=== SCHRIFTLICHE AUFGABE ===
Schreiben Sie aus dem Textauszug über JFrame und Applets alles wortgetreu ab, was von „## Sky (13.“ bis hinunter zu „packen ... also JApplet.add(JFrame) funzt nicht.“ steht, beide Stellen eingeschlossen.

=== TEXTAUSZUG ===
⟨
# Grundlegendes: JFrame innerhalb eines Applets



## rapthor (13. Okt 2005)

Hallo Ihr!

Mal eine simple grundlegende Frage: Ist es möglich eine Klasse zu bauen, die von JFrame erbt und auch dessen paint-Methode überschreibt; und diese Klasse dann für ein Applet zu benutzen?

Was ich wissen möchte ist, ob sich die paint-Methode des JFrame auch auf das Applet auswirkt, welches ja selbst wieder eine paint-Methode besitzt. Muss ich bei der paint-Methode des Applets irgendetwas speziell beachten, wenn die Hauptarbeit eigentlich die paint-Methode des JFrames-Objekt macht?

Danke,
Rapthor


----------



## L-ectron-X (13. Okt 2005)

So richtig habe ich noch nicht verstanden, was du machen möchtest.
Grundsätzlich ist es jedoch möglich, aus einem Applet heraus einen Frame bzw. JFrame zu öffnen. Auch der andere Weg ist möglich, also in einem (J)Frame ein (J)Applet anzuzeigen.


----------



## Sky (13. Okt 2005)

Du kannst auch die paint-Methode von (J)Applet überschreiben


----------



## rapthor (13. Okt 2005)

Gut, ich habe versucht ein JFrame in ein JApplet einzubauen ... aber TopLevel Container kann man nicht in einen anderen TLC packen ... also JApplet.add(JFrame) funzt nicht.

Habe jetzt also stattdessen ein JPanel hinzugefügt und die paint-Methode des JApplets überschrieben, so dass diese die paint-Methode des JPanels aufruft 

Geht also jetzt alles!

Danke!


----------



## Sky (14. Okt 2005)

rapthor hat gesagt.:
			
		

> also JApplet.add(JFrame) funzt nicht.


Das ist richtig; das einzige, was gehen würde wäre, ein Frame zu öffnen (anstatt hinzufügen per add).



			
				rapthor hat gesagt.:
			
		

> Geht also jetzt alles!


Um so besser ;-) 
btw: die Lösung mit dem JPanel kannst Du auch nehmen, um es ggfls. nochmal einem JFrame (für eine Applikation o.ä.) hinzuzufügen.


----------
⟩
=== ANGEZEIGTE DATEN ===
⟨
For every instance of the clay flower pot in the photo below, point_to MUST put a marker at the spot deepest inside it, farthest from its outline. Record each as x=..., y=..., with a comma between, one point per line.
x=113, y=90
⟩
=== ANTWORT ZUR AUFGABE ===
## Sky (13. Okt 2005)

Du kannst auch die paint-Methode von (J)Applet überschreiben


----------



## rapthor (13. Okt 2005)

Gut, ich habe versucht ein JFrame in ein JApplet einzubauen ... aber TopLevel Container kann man nicht in einen anderen TLC packen ... also JApplet.add(JFrame) funzt nicht.